— Short exercise —
Return all of the items below verbatim, keeping every line unchanged and in its original order.

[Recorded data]

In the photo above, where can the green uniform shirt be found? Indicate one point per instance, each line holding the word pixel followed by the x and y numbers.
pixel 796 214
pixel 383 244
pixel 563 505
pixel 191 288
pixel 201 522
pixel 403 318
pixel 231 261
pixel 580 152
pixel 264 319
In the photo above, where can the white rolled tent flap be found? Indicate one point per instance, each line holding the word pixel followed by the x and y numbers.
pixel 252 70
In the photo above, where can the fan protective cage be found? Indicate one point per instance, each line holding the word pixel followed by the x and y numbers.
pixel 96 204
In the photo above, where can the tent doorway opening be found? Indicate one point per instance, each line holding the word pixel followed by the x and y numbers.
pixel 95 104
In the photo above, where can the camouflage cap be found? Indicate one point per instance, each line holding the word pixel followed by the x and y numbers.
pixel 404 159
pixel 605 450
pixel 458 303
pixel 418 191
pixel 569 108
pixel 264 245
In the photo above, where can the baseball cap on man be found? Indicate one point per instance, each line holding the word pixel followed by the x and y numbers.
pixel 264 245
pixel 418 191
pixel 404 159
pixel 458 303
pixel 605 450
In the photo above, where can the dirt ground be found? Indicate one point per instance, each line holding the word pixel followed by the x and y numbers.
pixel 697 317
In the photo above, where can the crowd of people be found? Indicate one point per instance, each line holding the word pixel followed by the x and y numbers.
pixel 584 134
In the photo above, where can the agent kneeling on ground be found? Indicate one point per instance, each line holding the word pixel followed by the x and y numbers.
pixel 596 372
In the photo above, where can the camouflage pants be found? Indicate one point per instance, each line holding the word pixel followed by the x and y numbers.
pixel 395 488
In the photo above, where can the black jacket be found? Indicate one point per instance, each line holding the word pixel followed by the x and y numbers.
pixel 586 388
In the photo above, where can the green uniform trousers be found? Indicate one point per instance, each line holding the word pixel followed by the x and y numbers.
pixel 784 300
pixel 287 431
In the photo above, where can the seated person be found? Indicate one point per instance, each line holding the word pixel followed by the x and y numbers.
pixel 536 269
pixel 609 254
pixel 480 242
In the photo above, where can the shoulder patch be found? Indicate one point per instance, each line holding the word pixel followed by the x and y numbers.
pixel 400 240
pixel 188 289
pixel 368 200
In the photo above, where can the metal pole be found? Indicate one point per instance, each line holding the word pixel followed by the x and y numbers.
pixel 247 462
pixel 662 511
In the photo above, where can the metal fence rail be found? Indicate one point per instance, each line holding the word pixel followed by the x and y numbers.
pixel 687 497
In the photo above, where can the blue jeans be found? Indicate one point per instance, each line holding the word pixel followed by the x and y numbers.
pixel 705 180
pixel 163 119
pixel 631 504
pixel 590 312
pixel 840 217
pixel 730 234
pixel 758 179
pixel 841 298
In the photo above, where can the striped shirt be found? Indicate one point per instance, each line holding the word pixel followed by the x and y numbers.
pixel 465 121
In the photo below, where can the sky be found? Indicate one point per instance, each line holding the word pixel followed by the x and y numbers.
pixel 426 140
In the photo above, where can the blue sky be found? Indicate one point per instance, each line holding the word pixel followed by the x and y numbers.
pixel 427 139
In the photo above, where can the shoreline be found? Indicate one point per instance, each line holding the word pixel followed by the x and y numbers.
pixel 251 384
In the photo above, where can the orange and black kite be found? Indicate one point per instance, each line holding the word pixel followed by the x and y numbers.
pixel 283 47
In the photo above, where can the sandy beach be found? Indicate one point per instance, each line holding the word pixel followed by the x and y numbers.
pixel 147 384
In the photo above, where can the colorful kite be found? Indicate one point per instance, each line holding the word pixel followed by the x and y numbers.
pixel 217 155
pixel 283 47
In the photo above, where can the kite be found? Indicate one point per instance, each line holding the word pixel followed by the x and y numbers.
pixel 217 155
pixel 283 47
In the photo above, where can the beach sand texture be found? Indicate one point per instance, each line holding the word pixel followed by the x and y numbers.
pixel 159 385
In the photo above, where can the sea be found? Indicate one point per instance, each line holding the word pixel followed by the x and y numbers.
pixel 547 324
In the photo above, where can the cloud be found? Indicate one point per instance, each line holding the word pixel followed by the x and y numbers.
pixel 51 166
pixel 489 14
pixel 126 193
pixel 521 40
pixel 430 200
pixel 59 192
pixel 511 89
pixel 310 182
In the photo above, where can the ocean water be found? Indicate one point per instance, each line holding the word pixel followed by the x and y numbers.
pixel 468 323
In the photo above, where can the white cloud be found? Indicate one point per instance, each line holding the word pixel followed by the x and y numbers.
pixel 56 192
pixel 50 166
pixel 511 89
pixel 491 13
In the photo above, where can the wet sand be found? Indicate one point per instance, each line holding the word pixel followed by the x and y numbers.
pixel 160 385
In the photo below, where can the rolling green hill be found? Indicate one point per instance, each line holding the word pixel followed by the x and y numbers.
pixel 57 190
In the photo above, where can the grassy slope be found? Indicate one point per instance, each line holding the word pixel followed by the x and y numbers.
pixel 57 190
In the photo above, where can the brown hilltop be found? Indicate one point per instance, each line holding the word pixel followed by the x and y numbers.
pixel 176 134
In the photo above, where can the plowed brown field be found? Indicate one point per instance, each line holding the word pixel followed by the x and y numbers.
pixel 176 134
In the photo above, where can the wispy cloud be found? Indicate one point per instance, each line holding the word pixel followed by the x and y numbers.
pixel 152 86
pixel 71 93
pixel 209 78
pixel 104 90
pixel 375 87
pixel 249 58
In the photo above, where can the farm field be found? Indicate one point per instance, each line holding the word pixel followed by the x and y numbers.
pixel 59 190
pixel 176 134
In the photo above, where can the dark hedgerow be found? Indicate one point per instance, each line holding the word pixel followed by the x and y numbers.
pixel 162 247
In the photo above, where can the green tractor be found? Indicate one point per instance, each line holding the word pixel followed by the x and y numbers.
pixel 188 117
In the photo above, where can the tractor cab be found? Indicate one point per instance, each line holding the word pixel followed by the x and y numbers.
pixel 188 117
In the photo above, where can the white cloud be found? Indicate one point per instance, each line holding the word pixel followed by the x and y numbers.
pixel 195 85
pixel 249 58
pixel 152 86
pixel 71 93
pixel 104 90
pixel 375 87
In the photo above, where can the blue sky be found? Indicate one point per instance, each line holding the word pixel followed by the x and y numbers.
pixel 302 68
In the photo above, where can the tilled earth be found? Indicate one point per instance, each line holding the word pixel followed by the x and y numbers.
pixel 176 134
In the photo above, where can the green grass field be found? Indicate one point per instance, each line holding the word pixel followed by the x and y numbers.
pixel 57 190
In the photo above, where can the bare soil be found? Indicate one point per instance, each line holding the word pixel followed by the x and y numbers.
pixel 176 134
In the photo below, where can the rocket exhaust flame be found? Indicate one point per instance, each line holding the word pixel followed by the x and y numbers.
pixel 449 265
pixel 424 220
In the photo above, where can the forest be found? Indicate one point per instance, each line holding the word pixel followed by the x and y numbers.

— Answer —
In the photo above, where can the green uniform shirt be found? Indicate one point per instance, each line holding the word pixel followed by the x and y numbers.
pixel 796 214
pixel 383 244
pixel 563 505
pixel 191 288
pixel 201 522
pixel 403 318
pixel 231 261
pixel 580 152
pixel 264 319
In the photo above, where can the white rolled tent flap be found? Indicate one point per instance, each line holding the word pixel followed by the x and y numbers.
pixel 252 70
In the photo above, where can the fan protective cage be found? Indicate one point per instance, each line holding the word pixel followed by the x and y numbers.
pixel 96 204
In the photo above, where can the tent doorway opening be found? Indicate one point per instance, each line holding the word pixel followed by the x and y numbers.
pixel 95 104
In the photo above, where can the camouflage cap be found? Indicate one point per instance, each line holding the word pixel followed by the x and y numbers.
pixel 404 159
pixel 605 450
pixel 458 303
pixel 418 191
pixel 569 108
pixel 264 245
In the photo above, where can the baseball cap on man be found? Indicate one point per instance, each line holding the word pixel followed by the x and y numbers.
pixel 264 245
pixel 418 191
pixel 404 159
pixel 458 303
pixel 605 450
In the photo above, where can the dirt ground be found? Indicate one point per instance, each line holding the word pixel followed by the x and y numbers.
pixel 697 317
In the photo above, where can the crowd of people be found? Indicate one point per instance, each line holding the word pixel followed by the x and y numbers.
pixel 584 134
In the photo above, where can the agent kneeling on ground be found? Indicate one point per instance, each line holding the word pixel followed by the x and y numbers.
pixel 596 372
In the photo above, where can the camouflage pants be found? Indicate one point per instance, each line holding the word pixel followed by the x and y numbers.
pixel 395 488
In the photo above, where can the black jacket be found? Indicate one point per instance, each line holding the word pixel followed by the x and y numbers.
pixel 586 388
In the photo above, where can the green uniform trousers be found? Indicate one point per instance, each line holding the word pixel followed by the x and y numbers.
pixel 784 300
pixel 287 431
In the photo above, where can the seated person be found? Indicate one point per instance, each line holding the word pixel followed by the x and y numbers.
pixel 536 269
pixel 609 254
pixel 480 242
In the photo above, where can the shoulder patch be found? Indicate one point per instance, each line holding the word pixel followed by the x and y numbers.
pixel 400 240
pixel 188 289
pixel 368 200
In the photo above, where can the metal pole be found? Indicate one point per instance, each line holding the word pixel followed by the x and y numbers.
pixel 247 462
pixel 662 511
In the photo above, where can the metal fence rail be found? Indicate one point per instance, each line holding the word pixel followed by the x and y numbers.
pixel 687 497
In the photo above, where can the blue jeans be found? Indicate one point per instance, each line holding the word pixel followed by the x and y numbers.
pixel 705 180
pixel 163 119
pixel 631 504
pixel 590 312
pixel 840 217
pixel 730 234
pixel 758 179
pixel 841 298
In the photo above, where can the striped shirt be found? Indicate one point per instance, each line holding the word pixel followed by the x and y numbers.
pixel 465 121
In the photo below, where can the sky be found? Indicate one point per instance, each line holding the word pixel followed by the x and y numbers.
pixel 426 140
In the photo above, where can the blue sky be found? Indicate one point per instance, each line holding the word pixel followed by the x and y numbers.
pixel 427 139
In the photo above, where can the shoreline be found? Indicate one point per instance, each line holding the word pixel followed by the x and y numbers.
pixel 251 384
In the photo above, where can the orange and black kite be found? Indicate one point per instance, each line holding the word pixel followed by the x and y numbers.
pixel 283 47
In the photo above, where can the sandy beach be found? Indicate one point per instance, each line holding the word pixel followed by the x and y numbers.
pixel 147 384
In the photo above, where can the colorful kite be found? Indicate one point per instance, each line holding the word pixel followed by the x and y numbers.
pixel 217 155
pixel 283 47
In the photo above, where can the kite be found? Indicate one point per instance, each line holding the word pixel followed by the x and y numbers.
pixel 217 155
pixel 283 47
In the photo above, where can the beach sand texture be found? Indicate one point per instance, each line holding the word pixel followed by the x and y numbers.
pixel 159 385
In the photo above, where can the sea be found? Indicate one point per instance, each line holding the word pixel followed by the x and y numbers.
pixel 547 324
In the photo above, where can the cloud be found? Indicate one point per instance, each line holding the word pixel followed by the x and y numbers.
pixel 51 166
pixel 489 14
pixel 126 193
pixel 521 40
pixel 430 200
pixel 59 192
pixel 511 89
pixel 310 182
In the photo above, where can the ocean water be found? Indicate one point per instance, each line holding the word pixel followed by the x and y numbers.
pixel 468 323
In the photo above, where can the white cloud be found? Indicate one point per instance, each line holding the word pixel followed by the x and y numbers.
pixel 56 192
pixel 50 166
pixel 511 89
pixel 491 13
In the photo above, where can the wet sand be found? Indicate one point per instance, each line holding the word pixel followed by the x and y numbers.
pixel 160 385
In the photo below, where can the rolling green hill be found? Indicate one point per instance, each line holding the word pixel followed by the x and y numbers.
pixel 57 190
In the photo above, where can the grassy slope be found? Indicate one point per instance, each line holding the word pixel followed by the x and y numbers.
pixel 57 190
In the photo above, where can the brown hilltop be found? Indicate one point per instance, each line holding the word pixel followed by the x and y numbers.
pixel 176 134
In the photo above, where can the plowed brown field be found? Indicate one point per instance, each line holding the word pixel followed by the x and y numbers.
pixel 176 134
In the photo above, where can the wispy cloud be found? Indicate one point per instance, each line holding the word pixel followed by the x and y numbers.
pixel 152 86
pixel 71 93
pixel 209 78
pixel 104 90
pixel 375 87
pixel 249 58
In the photo above, where can the farm field be found? Indicate one point per instance, each line holding the word pixel followed by the x and y numbers.
pixel 59 190
pixel 176 134
In the photo above, where can the dark hedgerow be found? Indicate one point per instance, each line holding the word pixel followed by the x and y numbers.
pixel 162 247
In the photo above, where can the green tractor be found? Indicate one point per instance, each line holding the word pixel followed by the x and y numbers.
pixel 188 117
In the photo above, where can the tractor cab be found? Indicate one point per instance, each line holding the word pixel followed by the x and y numbers.
pixel 188 117
In the photo above, where can the white cloud be found? Indicate one point per instance, each line holding the word pixel followed by the x and y numbers.
pixel 195 85
pixel 249 58
pixel 152 86
pixel 71 93
pixel 104 90
pixel 375 87
In the photo above, where can the blue sky be found? Indicate one point per instance, each line holding the word pixel followed by the x and y numbers.
pixel 302 68
In the photo above, where can the tilled earth be found? Indicate one point per instance, each line holding the word pixel followed by the x and y numbers.
pixel 176 134
In the photo above, where can the green grass field be found? Indicate one point per instance, each line holding the word pixel followed by the x and y numbers.
pixel 57 190
In the photo above, where can the bare soil be found? Indicate one point per instance, each line holding the word pixel followed by the x and y numbers.
pixel 176 134
In the photo below, where can the rocket exhaust flame be found? Indicate one point per instance, each line holding the word pixel followed by the x and y numbers.
pixel 449 265
pixel 424 220
In the photo above, where can the forest be found? Indicate one point per instance, each line holding the word pixel followed by the x and y numbers.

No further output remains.